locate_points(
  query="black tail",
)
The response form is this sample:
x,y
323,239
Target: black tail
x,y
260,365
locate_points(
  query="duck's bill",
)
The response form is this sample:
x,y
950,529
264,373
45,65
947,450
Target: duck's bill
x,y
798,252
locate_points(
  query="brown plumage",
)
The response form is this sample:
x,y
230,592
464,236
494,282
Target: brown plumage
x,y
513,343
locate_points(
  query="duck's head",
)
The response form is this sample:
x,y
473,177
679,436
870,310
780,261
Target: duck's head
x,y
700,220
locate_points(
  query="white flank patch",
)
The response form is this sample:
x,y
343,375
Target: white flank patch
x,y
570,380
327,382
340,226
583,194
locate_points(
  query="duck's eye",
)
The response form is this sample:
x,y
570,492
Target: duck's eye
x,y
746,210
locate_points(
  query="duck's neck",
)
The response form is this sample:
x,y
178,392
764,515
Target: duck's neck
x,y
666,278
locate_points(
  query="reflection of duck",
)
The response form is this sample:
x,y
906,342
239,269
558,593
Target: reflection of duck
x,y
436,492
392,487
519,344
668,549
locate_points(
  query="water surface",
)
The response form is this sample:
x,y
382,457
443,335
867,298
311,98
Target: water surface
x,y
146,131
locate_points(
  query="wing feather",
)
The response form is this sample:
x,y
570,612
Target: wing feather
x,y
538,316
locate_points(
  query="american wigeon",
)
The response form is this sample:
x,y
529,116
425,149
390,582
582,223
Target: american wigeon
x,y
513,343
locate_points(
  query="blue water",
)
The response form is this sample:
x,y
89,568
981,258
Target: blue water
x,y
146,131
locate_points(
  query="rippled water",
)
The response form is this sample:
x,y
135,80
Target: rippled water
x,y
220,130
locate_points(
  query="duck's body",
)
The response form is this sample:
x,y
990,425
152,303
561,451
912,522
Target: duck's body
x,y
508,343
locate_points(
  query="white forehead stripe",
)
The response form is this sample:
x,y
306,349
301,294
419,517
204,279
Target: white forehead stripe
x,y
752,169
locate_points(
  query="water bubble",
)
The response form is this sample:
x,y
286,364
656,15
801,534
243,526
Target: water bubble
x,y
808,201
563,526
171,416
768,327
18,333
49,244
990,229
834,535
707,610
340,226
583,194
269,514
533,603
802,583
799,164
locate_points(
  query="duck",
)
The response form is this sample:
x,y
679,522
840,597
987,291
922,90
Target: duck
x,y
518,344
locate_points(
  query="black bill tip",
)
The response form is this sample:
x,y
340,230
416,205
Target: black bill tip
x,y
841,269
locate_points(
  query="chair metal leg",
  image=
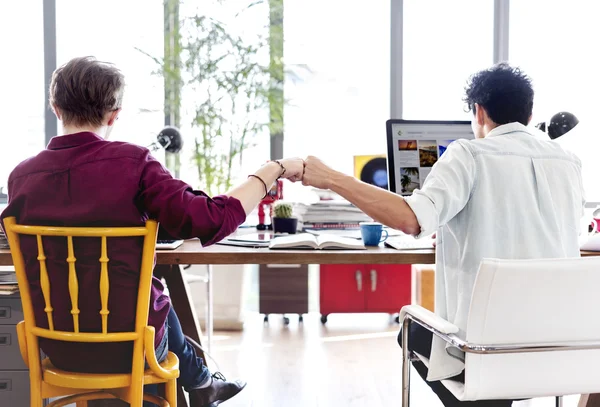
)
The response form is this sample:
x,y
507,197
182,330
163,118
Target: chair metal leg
x,y
405,364
209,307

---

▸ **TASK DIRECTIONS**
Please pick out each line in the entries above that contains the word "american", and copy those lines as they appear.

▸ **SOLUTION**
  query="american wigeon",
Target: american wigeon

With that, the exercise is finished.